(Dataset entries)
>> BEGIN

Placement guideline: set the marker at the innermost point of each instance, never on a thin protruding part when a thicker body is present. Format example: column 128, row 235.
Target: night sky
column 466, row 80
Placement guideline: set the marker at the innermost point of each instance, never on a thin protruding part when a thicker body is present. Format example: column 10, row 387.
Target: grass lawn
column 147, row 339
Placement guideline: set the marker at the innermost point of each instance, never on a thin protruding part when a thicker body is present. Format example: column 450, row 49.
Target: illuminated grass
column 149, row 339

>> END
>> BEGIN

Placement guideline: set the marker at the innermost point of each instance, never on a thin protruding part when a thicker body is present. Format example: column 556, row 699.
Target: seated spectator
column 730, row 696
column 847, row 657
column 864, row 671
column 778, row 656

>> END

Instructions for the task =
Write out the material verbatim, from the line containing "128, row 235." through the line containing "column 149, row 339", including both of those lines and nothing beyond them.

Response for this exercise =
Placement guideline: set the marker at the innermost point of each instance, never on a thin protruding part when a thicker body is present. Format example: column 128, row 235.
Target: night sky
column 466, row 80
Placement guideline: set the marker at the innermost point of each instance, never on a thin protruding part when a thicker body is present. Format example: column 10, row 387.
Target: grass lawn
column 147, row 339
Placement guideline: set the marker at the innermost point of each instance, never on a thin protruding part when a thicker body is present. Format example: column 450, row 49.
Target: illuminated grass
column 149, row 339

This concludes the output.